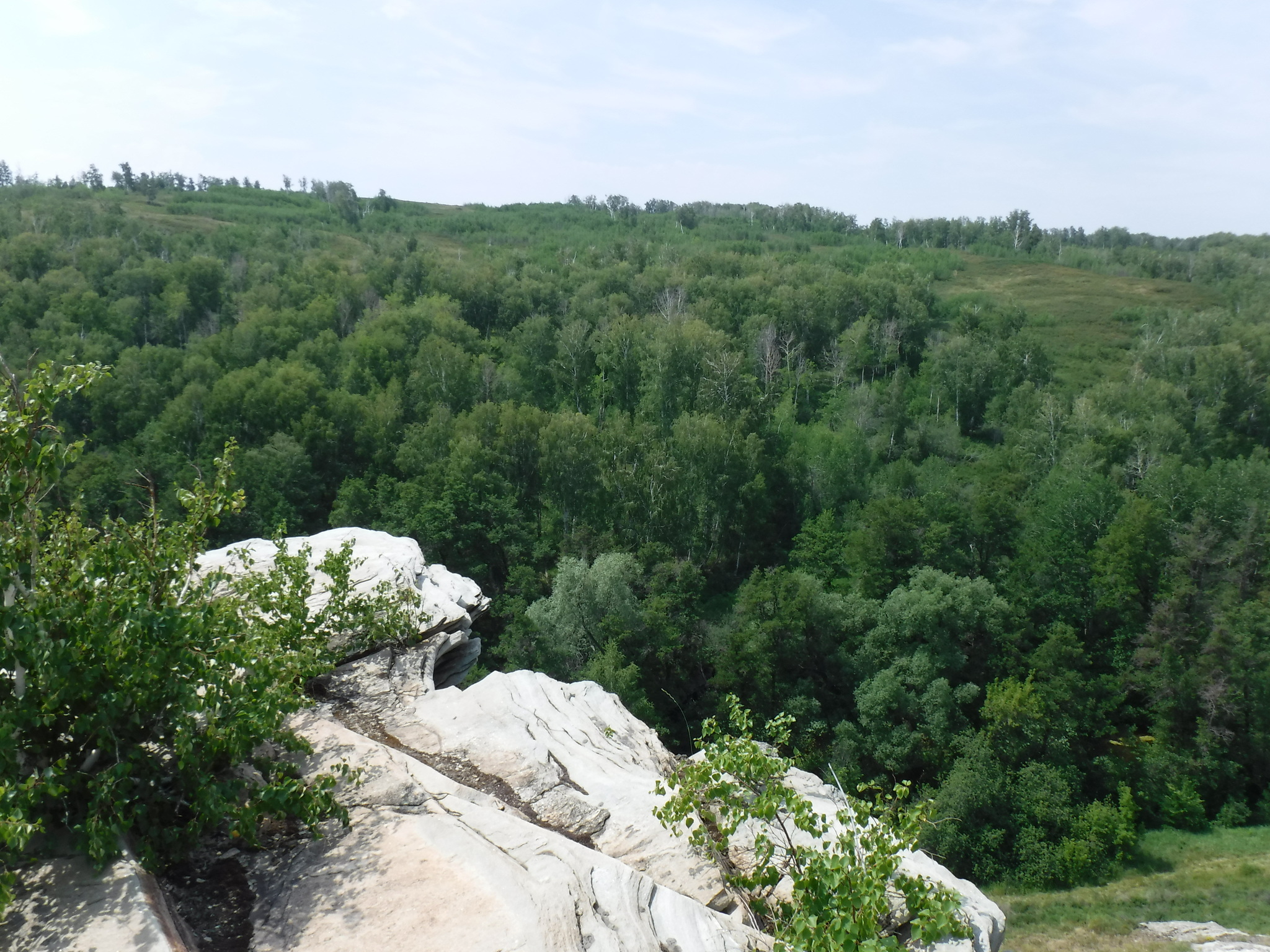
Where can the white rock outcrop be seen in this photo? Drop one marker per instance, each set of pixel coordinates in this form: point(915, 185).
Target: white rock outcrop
point(433, 863)
point(1206, 937)
point(516, 814)
point(442, 604)
point(573, 758)
point(65, 904)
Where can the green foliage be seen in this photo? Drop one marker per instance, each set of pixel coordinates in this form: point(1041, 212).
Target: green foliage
point(968, 545)
point(1184, 809)
point(815, 881)
point(134, 689)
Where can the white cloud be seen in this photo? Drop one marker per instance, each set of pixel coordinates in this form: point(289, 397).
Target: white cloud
point(66, 18)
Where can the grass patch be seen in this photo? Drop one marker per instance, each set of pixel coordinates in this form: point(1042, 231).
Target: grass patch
point(1221, 876)
point(1071, 309)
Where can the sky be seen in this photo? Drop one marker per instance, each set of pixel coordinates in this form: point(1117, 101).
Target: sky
point(1153, 115)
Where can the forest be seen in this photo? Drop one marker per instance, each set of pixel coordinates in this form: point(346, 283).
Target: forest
point(708, 450)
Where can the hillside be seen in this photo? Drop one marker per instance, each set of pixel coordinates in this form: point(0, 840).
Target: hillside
point(978, 519)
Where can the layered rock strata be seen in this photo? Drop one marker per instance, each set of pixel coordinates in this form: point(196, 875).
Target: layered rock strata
point(516, 814)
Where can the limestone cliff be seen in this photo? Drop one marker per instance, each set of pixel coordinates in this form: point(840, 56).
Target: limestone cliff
point(516, 813)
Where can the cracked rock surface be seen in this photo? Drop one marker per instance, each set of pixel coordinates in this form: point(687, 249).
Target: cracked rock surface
point(516, 814)
point(432, 863)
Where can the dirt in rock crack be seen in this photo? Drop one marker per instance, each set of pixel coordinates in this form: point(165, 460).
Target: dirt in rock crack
point(213, 895)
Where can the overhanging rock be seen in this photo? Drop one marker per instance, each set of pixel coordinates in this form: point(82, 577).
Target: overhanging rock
point(442, 604)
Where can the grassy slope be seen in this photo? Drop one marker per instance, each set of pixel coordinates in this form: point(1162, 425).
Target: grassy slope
point(1072, 309)
point(1221, 876)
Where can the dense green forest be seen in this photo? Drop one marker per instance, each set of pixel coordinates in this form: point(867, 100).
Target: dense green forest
point(698, 450)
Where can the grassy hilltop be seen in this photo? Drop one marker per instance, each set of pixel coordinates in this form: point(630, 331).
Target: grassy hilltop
point(984, 505)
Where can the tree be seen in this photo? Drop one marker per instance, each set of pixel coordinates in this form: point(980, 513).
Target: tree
point(123, 178)
point(127, 705)
point(588, 607)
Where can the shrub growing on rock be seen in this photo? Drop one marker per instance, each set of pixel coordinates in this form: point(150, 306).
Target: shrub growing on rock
point(134, 692)
point(818, 884)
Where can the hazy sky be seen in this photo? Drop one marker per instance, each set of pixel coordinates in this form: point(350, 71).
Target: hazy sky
point(1147, 113)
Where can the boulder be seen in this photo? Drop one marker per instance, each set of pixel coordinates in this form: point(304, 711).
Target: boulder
point(515, 814)
point(429, 862)
point(442, 604)
point(574, 758)
point(1206, 937)
point(63, 903)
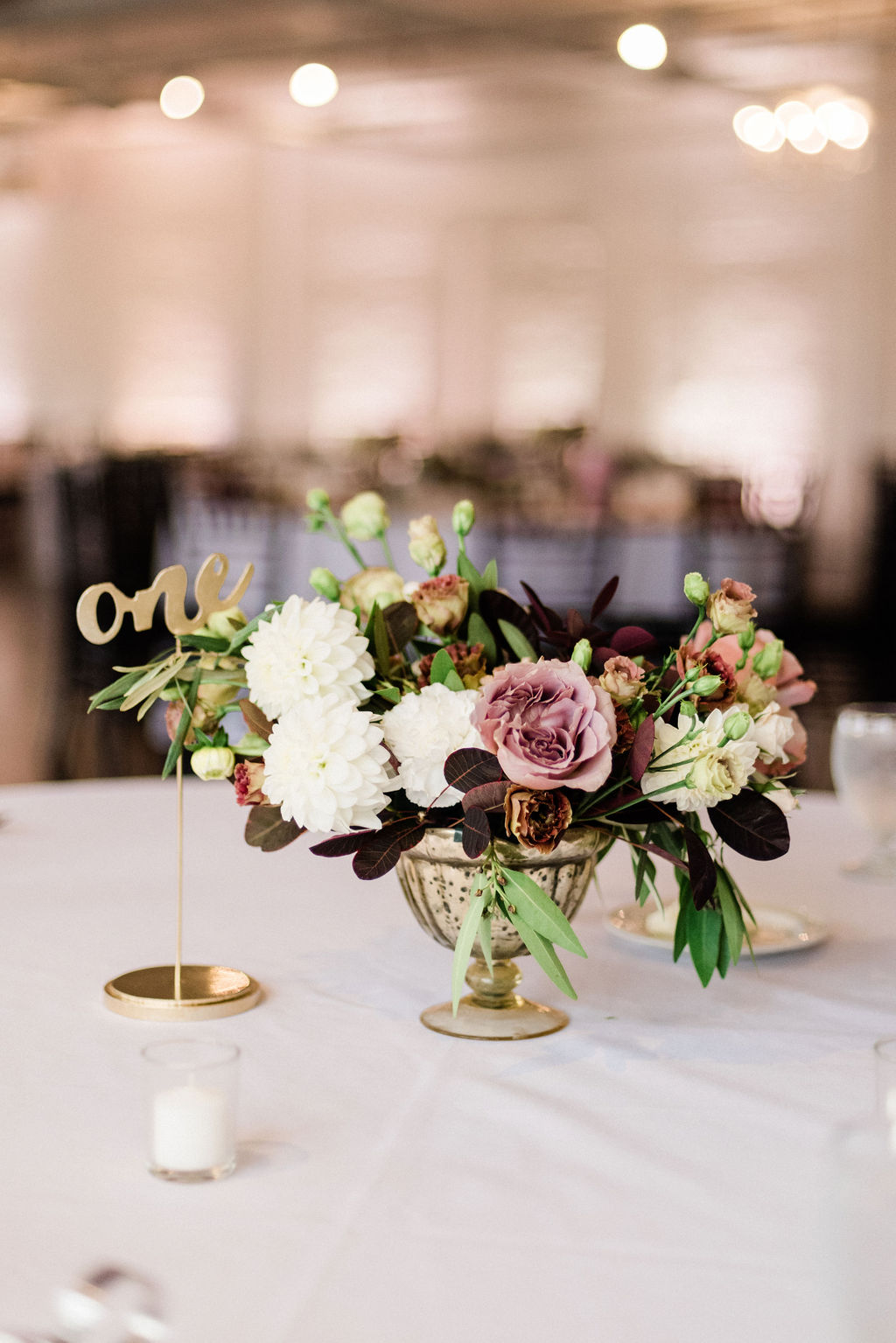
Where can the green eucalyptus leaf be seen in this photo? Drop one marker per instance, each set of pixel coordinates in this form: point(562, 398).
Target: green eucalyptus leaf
point(539, 911)
point(464, 947)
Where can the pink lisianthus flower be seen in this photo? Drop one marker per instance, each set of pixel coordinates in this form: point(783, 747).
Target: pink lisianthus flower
point(550, 725)
point(795, 748)
point(788, 685)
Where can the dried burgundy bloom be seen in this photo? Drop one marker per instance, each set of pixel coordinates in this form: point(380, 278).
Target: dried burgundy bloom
point(469, 664)
point(537, 820)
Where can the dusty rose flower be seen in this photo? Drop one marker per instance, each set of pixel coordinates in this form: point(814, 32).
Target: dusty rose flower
point(621, 678)
point(788, 687)
point(368, 586)
point(469, 664)
point(795, 750)
point(730, 607)
point(248, 778)
point(549, 724)
point(537, 820)
point(441, 603)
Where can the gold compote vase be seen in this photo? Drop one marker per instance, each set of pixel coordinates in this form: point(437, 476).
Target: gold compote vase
point(437, 876)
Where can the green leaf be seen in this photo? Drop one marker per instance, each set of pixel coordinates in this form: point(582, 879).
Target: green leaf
point(469, 571)
point(178, 745)
point(444, 672)
point(539, 911)
point(491, 577)
point(477, 632)
point(517, 640)
point(704, 934)
point(485, 941)
point(731, 913)
point(464, 947)
point(543, 953)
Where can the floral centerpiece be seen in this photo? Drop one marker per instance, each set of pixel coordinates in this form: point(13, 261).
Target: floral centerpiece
point(384, 708)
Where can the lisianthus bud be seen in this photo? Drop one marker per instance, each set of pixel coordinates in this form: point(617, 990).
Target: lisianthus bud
point(738, 725)
point(326, 582)
point(462, 517)
point(424, 544)
point(696, 589)
point(441, 603)
point(225, 624)
point(213, 762)
point(375, 586)
point(582, 654)
point(731, 607)
point(767, 661)
point(318, 500)
point(364, 516)
point(705, 685)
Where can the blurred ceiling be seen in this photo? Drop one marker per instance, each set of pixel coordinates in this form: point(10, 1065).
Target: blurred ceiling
point(110, 52)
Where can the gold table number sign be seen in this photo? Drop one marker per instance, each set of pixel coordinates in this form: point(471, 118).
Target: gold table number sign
point(173, 993)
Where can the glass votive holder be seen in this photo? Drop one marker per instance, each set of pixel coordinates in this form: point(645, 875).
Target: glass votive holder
point(191, 1109)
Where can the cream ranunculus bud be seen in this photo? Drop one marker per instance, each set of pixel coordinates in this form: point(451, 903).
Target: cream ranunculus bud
point(424, 544)
point(582, 654)
point(326, 582)
point(364, 516)
point(696, 589)
point(225, 624)
point(730, 607)
point(462, 517)
point(213, 762)
point(378, 584)
point(318, 500)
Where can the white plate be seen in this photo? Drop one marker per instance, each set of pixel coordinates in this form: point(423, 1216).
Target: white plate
point(778, 929)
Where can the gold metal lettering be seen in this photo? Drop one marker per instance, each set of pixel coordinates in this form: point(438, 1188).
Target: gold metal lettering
point(172, 584)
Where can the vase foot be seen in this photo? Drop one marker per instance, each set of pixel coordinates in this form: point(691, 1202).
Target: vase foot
point(520, 1019)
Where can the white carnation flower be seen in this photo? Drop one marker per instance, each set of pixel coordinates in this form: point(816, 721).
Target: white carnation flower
point(696, 756)
point(771, 731)
point(422, 732)
point(326, 766)
point(306, 650)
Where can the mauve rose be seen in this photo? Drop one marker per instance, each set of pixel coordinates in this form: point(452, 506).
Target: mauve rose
point(550, 725)
point(788, 685)
point(795, 747)
point(536, 818)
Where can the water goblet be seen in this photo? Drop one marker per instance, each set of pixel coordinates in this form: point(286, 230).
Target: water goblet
point(863, 762)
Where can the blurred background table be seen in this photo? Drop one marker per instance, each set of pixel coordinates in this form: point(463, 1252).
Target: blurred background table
point(653, 1172)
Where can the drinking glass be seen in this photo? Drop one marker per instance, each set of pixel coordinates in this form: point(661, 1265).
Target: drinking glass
point(863, 762)
point(191, 1109)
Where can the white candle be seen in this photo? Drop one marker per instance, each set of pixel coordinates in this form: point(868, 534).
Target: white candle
point(191, 1129)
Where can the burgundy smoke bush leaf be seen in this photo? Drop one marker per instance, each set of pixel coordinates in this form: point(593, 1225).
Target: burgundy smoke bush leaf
point(486, 795)
point(383, 848)
point(605, 597)
point(472, 766)
point(477, 835)
point(266, 829)
point(702, 868)
point(497, 606)
point(336, 846)
point(751, 825)
point(641, 748)
point(632, 640)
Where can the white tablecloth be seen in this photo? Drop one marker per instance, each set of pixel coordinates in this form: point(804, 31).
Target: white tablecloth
point(652, 1172)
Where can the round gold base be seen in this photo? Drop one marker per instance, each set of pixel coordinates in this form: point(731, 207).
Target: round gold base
point(206, 991)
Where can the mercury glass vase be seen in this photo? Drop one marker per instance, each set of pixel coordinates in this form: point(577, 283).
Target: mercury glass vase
point(437, 876)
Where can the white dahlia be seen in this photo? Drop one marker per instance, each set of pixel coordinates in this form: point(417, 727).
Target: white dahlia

[TRY IT] Nothing but the lines from the start of the listing through the line with "Where can the forest" belongs in the answer, each one retyped exactly and without pictures.

[SOLUTION TO THIS TASK]
Where can the white rock outcrop be seen in this photo? Drop one marker per instance, each set of pixel coordinates in this form: point(915, 185).
Target: white rock outcrop
point(433, 863)
point(1206, 937)
point(516, 814)
point(442, 604)
point(573, 758)
point(65, 904)
Where can the green foliage be seen in this photo? Drop one marker per instance, each set of pixel coordinates in this form: point(1041, 212).
Target: green foliage
point(968, 545)
point(1184, 809)
point(815, 881)
point(134, 689)
Where can the white cloud be seen in this photo? Drop one marker per instance, each set of pixel coordinates in this form: point(289, 397).
Target: white cloud
point(66, 18)
Where can the grass patch be seen in this photo? Drop one marker per instance, each set of pixel coordinates in this form: point(1042, 231).
Target: grass patch
point(1221, 876)
point(1071, 309)
Where can the sky be seen in this photo? Drop one marker per instance, each set of pixel coordinates in this form: point(1117, 101).
Target: sky
point(1153, 115)
Where can the forest be seen in this photo? Drop one marker per instance, each set of pixel coordinates in this form: point(346, 283).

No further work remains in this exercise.